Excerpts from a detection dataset
## start

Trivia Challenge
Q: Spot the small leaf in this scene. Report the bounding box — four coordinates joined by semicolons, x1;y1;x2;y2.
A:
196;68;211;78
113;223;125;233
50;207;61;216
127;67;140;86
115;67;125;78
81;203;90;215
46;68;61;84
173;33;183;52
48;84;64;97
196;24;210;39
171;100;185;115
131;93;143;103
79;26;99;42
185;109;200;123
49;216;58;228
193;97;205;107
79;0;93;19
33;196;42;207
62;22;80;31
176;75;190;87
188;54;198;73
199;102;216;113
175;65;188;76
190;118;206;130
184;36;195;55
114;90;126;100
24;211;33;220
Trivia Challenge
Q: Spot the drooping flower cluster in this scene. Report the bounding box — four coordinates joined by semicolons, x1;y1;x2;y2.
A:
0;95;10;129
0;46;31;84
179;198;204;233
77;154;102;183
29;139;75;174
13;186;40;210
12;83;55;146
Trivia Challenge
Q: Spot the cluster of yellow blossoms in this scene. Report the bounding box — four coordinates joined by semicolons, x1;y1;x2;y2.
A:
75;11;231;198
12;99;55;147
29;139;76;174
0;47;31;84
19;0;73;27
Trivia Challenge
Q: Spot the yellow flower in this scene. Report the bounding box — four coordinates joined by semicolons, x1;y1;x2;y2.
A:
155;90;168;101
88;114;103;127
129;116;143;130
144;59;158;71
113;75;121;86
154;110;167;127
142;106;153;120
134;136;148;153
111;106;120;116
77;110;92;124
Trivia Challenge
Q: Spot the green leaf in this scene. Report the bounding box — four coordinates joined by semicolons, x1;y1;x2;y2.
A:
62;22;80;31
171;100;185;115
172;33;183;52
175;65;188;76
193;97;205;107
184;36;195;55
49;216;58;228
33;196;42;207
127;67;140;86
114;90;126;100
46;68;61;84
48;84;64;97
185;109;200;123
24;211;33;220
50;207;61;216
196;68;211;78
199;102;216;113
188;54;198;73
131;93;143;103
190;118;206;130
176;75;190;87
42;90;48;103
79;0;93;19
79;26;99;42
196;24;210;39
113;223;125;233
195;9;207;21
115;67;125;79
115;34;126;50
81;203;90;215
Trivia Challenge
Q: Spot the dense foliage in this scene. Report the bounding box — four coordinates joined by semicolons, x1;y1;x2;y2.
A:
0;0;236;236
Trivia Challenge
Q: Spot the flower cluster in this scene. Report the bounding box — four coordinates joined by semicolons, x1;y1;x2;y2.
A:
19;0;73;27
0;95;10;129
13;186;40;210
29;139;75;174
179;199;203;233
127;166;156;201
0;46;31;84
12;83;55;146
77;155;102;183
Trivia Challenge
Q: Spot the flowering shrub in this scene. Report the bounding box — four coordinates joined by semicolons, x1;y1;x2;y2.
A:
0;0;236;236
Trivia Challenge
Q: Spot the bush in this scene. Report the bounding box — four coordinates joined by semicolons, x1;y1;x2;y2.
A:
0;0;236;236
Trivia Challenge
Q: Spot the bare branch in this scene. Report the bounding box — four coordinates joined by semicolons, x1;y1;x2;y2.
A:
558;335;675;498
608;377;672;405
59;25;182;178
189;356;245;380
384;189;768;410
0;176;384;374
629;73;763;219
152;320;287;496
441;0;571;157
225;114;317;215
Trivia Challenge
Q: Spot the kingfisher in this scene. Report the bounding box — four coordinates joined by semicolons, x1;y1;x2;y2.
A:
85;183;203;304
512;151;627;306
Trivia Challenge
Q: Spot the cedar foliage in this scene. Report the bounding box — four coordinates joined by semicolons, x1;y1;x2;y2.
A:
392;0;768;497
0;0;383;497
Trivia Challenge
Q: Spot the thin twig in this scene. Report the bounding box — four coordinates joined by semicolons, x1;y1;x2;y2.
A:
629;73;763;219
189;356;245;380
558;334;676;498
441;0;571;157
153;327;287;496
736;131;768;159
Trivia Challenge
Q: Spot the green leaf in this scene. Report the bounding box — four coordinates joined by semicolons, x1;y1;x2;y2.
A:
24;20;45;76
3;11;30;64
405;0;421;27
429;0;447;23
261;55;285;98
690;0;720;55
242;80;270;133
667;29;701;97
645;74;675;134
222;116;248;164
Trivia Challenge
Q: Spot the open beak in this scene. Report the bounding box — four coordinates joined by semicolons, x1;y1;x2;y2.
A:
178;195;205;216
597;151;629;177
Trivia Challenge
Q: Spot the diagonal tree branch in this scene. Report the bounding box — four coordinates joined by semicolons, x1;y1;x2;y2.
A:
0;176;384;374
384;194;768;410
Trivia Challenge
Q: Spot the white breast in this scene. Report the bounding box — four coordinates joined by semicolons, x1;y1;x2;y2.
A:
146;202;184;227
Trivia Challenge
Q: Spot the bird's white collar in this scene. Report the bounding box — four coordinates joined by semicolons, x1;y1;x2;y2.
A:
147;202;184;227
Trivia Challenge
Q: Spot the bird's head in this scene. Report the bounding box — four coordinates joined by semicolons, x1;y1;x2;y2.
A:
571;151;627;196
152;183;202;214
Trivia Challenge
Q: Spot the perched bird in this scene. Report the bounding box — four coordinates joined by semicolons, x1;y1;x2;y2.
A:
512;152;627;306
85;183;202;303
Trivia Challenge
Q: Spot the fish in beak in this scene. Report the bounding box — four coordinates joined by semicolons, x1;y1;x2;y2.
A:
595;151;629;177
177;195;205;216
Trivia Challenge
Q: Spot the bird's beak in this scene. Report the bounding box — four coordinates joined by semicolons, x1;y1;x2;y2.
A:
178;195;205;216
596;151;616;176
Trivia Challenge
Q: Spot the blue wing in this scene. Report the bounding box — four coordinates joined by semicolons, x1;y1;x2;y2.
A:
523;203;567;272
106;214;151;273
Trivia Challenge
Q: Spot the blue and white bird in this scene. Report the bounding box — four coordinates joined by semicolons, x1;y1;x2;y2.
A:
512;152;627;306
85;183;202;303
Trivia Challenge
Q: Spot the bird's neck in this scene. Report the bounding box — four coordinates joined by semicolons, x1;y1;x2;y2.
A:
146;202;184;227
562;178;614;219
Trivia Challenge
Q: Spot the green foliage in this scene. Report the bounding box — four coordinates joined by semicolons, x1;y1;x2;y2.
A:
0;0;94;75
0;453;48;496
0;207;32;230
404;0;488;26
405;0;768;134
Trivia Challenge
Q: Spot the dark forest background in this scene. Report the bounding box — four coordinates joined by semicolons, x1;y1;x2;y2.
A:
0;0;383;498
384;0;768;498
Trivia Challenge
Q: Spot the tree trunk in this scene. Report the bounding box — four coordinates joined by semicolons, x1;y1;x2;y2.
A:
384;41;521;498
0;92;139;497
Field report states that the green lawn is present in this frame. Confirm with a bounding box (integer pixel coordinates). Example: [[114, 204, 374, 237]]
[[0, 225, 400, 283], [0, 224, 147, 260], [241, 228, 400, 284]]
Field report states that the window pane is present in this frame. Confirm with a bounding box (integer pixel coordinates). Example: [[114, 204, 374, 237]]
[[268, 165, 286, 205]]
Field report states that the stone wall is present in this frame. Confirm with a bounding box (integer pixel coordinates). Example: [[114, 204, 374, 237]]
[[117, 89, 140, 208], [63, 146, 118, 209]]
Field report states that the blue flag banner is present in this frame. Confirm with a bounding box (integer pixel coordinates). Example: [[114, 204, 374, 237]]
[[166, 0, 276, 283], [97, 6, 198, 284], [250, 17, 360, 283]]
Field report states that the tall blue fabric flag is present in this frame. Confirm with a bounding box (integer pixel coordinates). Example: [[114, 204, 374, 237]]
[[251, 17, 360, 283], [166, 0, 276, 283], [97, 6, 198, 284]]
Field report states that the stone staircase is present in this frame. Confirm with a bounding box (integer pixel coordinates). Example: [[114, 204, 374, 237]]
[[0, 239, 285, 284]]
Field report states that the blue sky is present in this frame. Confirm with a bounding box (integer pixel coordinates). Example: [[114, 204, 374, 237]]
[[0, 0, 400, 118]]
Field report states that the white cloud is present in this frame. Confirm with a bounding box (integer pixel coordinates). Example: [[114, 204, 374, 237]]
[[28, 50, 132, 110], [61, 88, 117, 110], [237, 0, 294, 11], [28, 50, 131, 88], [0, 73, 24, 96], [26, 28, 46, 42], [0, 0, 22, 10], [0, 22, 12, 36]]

## end

## [INSTRUCTION]
Starting at the line that contains "Field report states that the green" and ending at the last line of the rows, output each line as a Markdown table with the columns No. and Line, leaving out blank lines.

## [REPLY TO THE TASK]
| No. | Line |
|---|---|
| 1 | Field report states that the green lawn is present in this frame. Confirm with a bounding box (integer pixel coordinates). Example: [[114, 204, 374, 237]] |
| 2 | [[0, 225, 400, 283], [0, 224, 147, 260], [241, 228, 400, 284]] |
| 3 | Field report states that the window pane is present in this frame. Confirm with a bounding box (integer pixel coordinates). Example: [[114, 204, 374, 237]] |
| 4 | [[268, 165, 286, 205]] |
| 5 | Field report states that the stone wall is present in this frame. Confirm with a bounding box (integer pixel coordinates). Example: [[114, 204, 374, 237]] |
| 6 | [[117, 89, 140, 208], [63, 146, 118, 209]] |
| 7 | Field report states that the blue flag banner is present in this frame. Confirm with a bounding box (integer pixel coordinates). Example: [[114, 204, 374, 237]] |
| 8 | [[166, 0, 276, 283], [97, 6, 198, 284], [250, 17, 360, 283]] |
| 9 | Field report states that the tall blue fabric flag is present in this frame. Confirm with a bounding box (integer pixel coordinates). Example: [[114, 204, 374, 237]] |
| 10 | [[251, 17, 360, 283], [166, 0, 276, 283], [97, 6, 198, 284]] |
| 11 | Field report states that the stone staircase is present in this frame. Confirm with a bounding box (integer pixel coordinates). Example: [[114, 204, 374, 237]] |
| 12 | [[0, 239, 285, 284]] |
| 13 | Field report states that the blue sky is present in this frame. Confirm with a bounding box (integer pixel coordinates). Example: [[114, 204, 374, 237]] |
| 14 | [[0, 0, 400, 118]] |
| 15 | Field report states that the white cloud is present in this frame. Confirm with a bounding box (integer pixel coordinates). Example: [[114, 204, 374, 237]] |
| 16 | [[28, 50, 132, 110], [61, 88, 117, 110], [237, 0, 294, 11], [28, 50, 131, 88], [0, 73, 24, 96], [26, 28, 46, 42], [0, 0, 22, 10], [0, 22, 12, 36]] |